WRITTEN INSTRUCTION: Present the lines below as a numbered list, skipping any blank lines and leaving the pictures out.

MATERIAL:
......

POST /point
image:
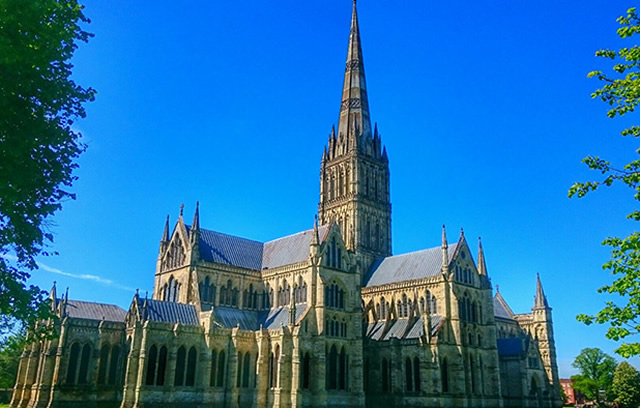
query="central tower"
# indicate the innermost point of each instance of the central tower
(354, 172)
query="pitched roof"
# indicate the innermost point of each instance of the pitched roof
(79, 309)
(168, 312)
(252, 320)
(414, 265)
(245, 253)
(510, 347)
(290, 249)
(398, 329)
(501, 308)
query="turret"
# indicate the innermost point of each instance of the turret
(445, 252)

......

WORKED SOLUTION:
1. POST /point
2. image:
3. query="central tower"
4. # indicate the innermost point of each instance of the central tower
5. (354, 172)
6. query="pitched roof"
7. # indicate the innermost point of each instance of the pitched roof
8. (79, 309)
9. (168, 312)
10. (252, 320)
11. (414, 265)
12. (245, 253)
13. (510, 347)
14. (290, 249)
15. (398, 329)
16. (501, 308)
17. query="turret"
18. # indicate the innermost point of each instance of the turret
19. (445, 252)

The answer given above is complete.